— START DOCUMENT PASSAGE —

Dragonkeeper
- Author: Carole Wilkinson
- Cover artist: Blue Boat Design
- Language: English
- Series: Dragonkeeper
- Genre: Folktale and adventure novel
- Publisher: Black Dog Books
- Publication date: 2003
- Publication place: Australia
- Media type: Paperback
- Pages: 339 pp
- ISBN: 978-1-876372-89-7
- OCLC: 156762942
- Followed by: Garden of the Purple Dragon

= Dragonkeeper =

Book by Carole Wilkinson

Dragonkeeper is a fantasy novel written by Australian author Carole Wilkinson. It is the first book of the Dragonkeeper series, which consists of six books (two trilogies) and a prequel. The second book is called Garden of the Purple Dragon and the third book is Dragon Moon. The second trilogy of the series consists of the titles Blood Brothers, Shadow Sister and Bronze Bird Tower. There is also a prequel to the original Dragonkeeper novel known as Dragon Dawn.

The novel is set in ancient China. Ping, a slave girl who works for the evil master Lan, saves the life of an aging dragon and escapes her brutal master. Pursued by a ruthless dragon hunter, the girl and the dragon make an epic journey across China carrying a mysterious stone that must be protected.

— END DOCUMENT PASSAGE —

REQUIRED WORK:
Answer these from the Dragonkeeper book page:
1. Which company published the novel?
2. What is the title of the prequel to the original novel?
3. What is the name of Ping's master?

— START EXTRACTED DATA —

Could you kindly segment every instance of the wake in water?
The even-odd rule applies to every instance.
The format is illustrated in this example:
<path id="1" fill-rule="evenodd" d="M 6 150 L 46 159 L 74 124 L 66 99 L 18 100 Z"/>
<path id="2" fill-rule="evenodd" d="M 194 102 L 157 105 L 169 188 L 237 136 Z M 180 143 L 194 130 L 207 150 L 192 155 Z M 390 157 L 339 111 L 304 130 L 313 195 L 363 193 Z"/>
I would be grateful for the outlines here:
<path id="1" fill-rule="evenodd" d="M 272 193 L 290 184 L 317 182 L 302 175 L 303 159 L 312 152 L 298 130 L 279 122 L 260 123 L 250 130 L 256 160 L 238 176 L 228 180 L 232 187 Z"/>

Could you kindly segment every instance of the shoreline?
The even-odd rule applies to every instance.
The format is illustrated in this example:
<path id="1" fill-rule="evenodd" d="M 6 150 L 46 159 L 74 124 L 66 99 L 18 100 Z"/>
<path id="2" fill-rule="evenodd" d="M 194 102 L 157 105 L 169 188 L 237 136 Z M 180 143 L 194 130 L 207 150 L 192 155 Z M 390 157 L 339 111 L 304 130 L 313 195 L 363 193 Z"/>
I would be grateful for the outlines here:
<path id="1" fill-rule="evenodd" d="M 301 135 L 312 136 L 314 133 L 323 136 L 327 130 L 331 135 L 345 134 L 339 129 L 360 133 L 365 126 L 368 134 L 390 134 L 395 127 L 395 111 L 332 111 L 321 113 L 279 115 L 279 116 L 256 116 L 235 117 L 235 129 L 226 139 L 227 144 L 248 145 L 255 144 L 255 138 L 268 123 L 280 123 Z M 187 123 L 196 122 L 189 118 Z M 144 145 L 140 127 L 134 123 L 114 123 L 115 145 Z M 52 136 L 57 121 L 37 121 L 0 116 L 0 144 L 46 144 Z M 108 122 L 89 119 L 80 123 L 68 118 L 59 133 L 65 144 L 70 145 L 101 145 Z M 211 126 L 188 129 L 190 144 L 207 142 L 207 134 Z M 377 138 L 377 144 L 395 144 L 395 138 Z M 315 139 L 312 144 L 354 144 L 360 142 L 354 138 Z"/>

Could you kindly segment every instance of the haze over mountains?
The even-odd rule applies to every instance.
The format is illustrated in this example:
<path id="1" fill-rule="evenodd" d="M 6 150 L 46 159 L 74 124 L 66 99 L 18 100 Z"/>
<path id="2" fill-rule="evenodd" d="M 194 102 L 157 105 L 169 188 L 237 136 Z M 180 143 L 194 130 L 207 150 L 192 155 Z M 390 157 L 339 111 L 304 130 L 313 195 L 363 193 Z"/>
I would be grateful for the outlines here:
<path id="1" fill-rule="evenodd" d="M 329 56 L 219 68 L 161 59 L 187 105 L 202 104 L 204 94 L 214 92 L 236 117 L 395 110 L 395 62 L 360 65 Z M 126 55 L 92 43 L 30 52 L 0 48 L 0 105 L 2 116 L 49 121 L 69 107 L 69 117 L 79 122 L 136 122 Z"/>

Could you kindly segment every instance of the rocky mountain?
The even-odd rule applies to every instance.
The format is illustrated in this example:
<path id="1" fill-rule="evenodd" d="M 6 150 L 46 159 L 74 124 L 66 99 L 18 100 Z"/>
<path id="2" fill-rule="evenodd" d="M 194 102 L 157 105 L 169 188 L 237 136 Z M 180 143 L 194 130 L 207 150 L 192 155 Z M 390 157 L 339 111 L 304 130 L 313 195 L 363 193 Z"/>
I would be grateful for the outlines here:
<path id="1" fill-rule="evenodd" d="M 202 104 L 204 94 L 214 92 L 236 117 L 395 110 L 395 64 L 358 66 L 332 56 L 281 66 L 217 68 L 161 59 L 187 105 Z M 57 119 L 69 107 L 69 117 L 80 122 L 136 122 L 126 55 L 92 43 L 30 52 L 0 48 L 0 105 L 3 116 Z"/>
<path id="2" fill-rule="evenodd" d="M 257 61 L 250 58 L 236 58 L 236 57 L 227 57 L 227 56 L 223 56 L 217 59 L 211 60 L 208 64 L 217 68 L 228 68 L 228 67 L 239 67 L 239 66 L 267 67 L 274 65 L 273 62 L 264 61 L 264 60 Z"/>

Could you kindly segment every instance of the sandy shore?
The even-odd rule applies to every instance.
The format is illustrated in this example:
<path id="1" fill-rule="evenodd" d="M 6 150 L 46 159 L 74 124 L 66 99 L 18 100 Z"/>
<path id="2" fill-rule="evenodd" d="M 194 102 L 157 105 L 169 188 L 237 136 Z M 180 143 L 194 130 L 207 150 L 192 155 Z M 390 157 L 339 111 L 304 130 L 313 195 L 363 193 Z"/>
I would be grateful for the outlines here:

— END EXTRACTED DATA —

COMPLETE OUTPUT:
1. Black Dog Books
2. Dragon Dawn
3. Lan